- _Data extract_
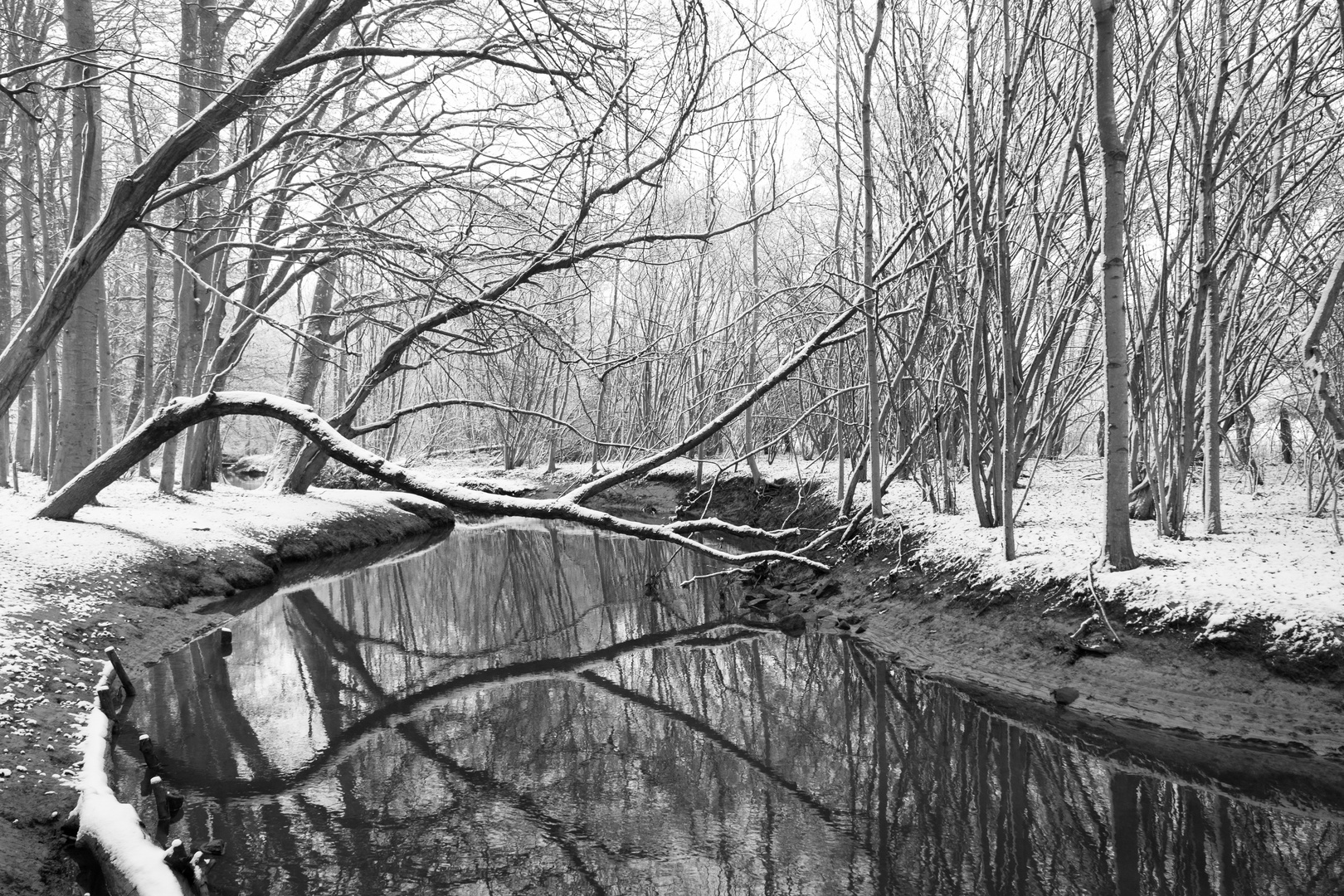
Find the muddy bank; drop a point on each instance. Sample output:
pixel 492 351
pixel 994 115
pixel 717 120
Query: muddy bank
pixel 951 621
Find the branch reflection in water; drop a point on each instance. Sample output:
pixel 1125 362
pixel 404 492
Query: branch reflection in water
pixel 539 709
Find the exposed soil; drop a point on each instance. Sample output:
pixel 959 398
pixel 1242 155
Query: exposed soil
pixel 1007 645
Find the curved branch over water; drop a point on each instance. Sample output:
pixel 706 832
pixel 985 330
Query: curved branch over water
pixel 183 412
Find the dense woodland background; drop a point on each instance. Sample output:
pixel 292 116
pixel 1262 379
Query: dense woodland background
pixel 561 230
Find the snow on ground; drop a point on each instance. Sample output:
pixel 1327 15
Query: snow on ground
pixel 1273 563
pixel 56 611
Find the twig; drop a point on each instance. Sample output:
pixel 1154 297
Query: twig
pixel 1101 609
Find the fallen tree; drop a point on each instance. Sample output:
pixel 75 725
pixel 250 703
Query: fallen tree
pixel 183 412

- _Exercise goal_
In the answer, set down only the lines from the opening line of the listing through the line that holds "Find the snow", exactly as they appear, minus the pictures.

- _Written answer_
Find the muddy bank; drop a point on each instance. Sample output:
pixel 492 351
pixel 994 115
pixel 717 120
Query: muddy bank
pixel 951 621
Find the branch reflection in water; drop a point on each instance. Sample output:
pixel 1125 362
pixel 404 492
Query: branch reflection in water
pixel 539 709
Find the exposed soil; drop a point on each instance. Sample output:
pixel 959 398
pixel 1242 155
Query: exposed soil
pixel 1007 645
Find the curved branch over water; drop a point on each instance. Sample output:
pixel 706 832
pixel 985 330
Query: curved branch over water
pixel 183 412
Find the dense woodland background; drop a point on each instance. Sample output:
pixel 292 116
pixel 1262 379
Query: dense woodland background
pixel 561 230
Find the snow on ground; drop a point on each instance. Sample output:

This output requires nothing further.